START Records to use

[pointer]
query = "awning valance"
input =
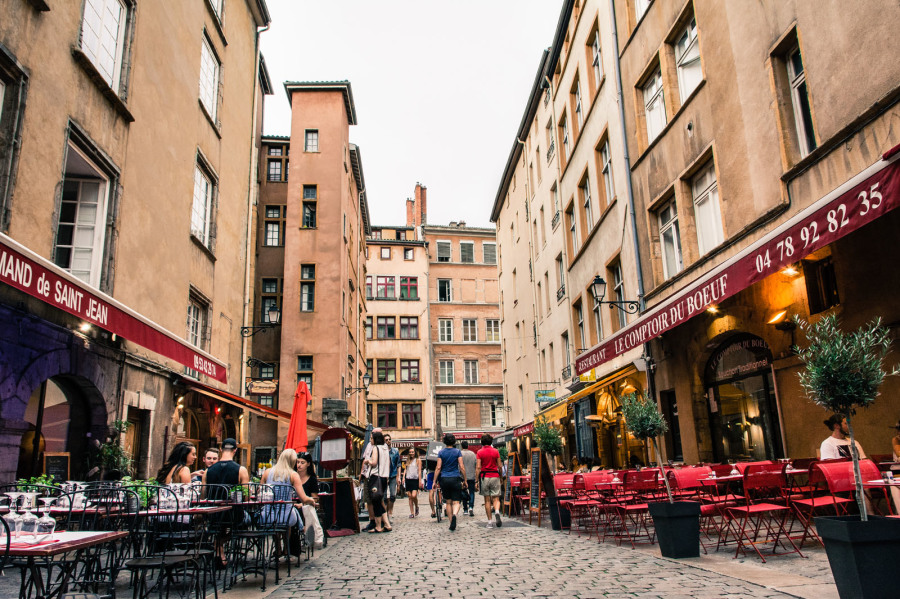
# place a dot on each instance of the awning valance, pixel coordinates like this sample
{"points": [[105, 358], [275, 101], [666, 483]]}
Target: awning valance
{"points": [[864, 198]]}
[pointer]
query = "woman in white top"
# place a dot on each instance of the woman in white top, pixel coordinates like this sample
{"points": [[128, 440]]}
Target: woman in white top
{"points": [[413, 480]]}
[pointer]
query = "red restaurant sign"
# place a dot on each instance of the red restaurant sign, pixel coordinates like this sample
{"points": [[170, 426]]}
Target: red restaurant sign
{"points": [[869, 195], [31, 274]]}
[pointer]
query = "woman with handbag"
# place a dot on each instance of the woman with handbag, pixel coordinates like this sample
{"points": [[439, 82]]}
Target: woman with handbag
{"points": [[380, 464]]}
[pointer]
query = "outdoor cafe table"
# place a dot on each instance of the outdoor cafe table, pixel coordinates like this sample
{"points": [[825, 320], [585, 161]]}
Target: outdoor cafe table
{"points": [[62, 542]]}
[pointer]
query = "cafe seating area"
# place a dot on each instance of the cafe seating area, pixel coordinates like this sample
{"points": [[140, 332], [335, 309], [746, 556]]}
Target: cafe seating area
{"points": [[177, 540], [762, 508]]}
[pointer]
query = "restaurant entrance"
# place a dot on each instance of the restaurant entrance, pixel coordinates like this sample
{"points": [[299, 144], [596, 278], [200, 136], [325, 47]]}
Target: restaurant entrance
{"points": [[743, 411]]}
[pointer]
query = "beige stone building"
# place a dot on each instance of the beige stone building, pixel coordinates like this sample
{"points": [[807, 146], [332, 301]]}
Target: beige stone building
{"points": [[128, 148], [398, 349], [464, 323], [312, 223]]}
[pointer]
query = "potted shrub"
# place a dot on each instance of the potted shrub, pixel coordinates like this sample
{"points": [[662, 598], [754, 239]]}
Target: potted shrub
{"points": [[549, 440], [677, 523], [843, 372]]}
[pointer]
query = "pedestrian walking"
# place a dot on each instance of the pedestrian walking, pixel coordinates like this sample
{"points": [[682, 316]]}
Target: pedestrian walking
{"points": [[450, 477], [391, 496], [488, 479], [469, 463], [413, 480], [379, 469]]}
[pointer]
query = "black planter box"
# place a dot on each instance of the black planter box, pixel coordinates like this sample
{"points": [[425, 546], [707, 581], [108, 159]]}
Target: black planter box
{"points": [[677, 528], [864, 556]]}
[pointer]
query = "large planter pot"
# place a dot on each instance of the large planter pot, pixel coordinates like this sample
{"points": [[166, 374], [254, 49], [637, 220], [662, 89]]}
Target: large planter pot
{"points": [[864, 556], [559, 518], [677, 528]]}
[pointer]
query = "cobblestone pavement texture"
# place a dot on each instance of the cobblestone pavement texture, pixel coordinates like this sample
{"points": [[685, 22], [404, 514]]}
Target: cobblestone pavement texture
{"points": [[422, 558]]}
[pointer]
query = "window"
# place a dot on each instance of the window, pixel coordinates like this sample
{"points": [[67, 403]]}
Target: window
{"points": [[270, 297], [387, 327], [445, 372], [670, 239], [445, 330], [448, 415], [618, 292], [412, 415], [386, 371], [471, 372], [311, 140], [687, 56], [201, 207], [103, 38], [409, 327], [492, 333], [384, 287], [81, 229], [584, 191], [409, 371], [409, 288], [307, 287], [466, 252], [387, 415], [489, 250], [274, 226], [210, 68], [470, 330], [445, 293], [654, 105], [443, 251], [707, 213], [800, 102]]}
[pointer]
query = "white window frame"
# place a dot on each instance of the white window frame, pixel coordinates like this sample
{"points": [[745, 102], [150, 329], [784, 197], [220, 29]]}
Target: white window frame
{"points": [[705, 191], [654, 105], [445, 372], [105, 48], [445, 330], [210, 69], [667, 217], [687, 56]]}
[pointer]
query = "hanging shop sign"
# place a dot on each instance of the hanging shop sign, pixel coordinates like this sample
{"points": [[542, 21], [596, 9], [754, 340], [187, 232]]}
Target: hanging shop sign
{"points": [[864, 198], [26, 271]]}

END Records to use

Challenge:
Which lines in the items above contain the word "outdoor"? Pick out each one and copy it.

Answer for the task:
query = "outdoor cafe table"
# place a dot on each instance of the outdoor cafe table, pixel coordinates like this sample
Target: outdoor cafe table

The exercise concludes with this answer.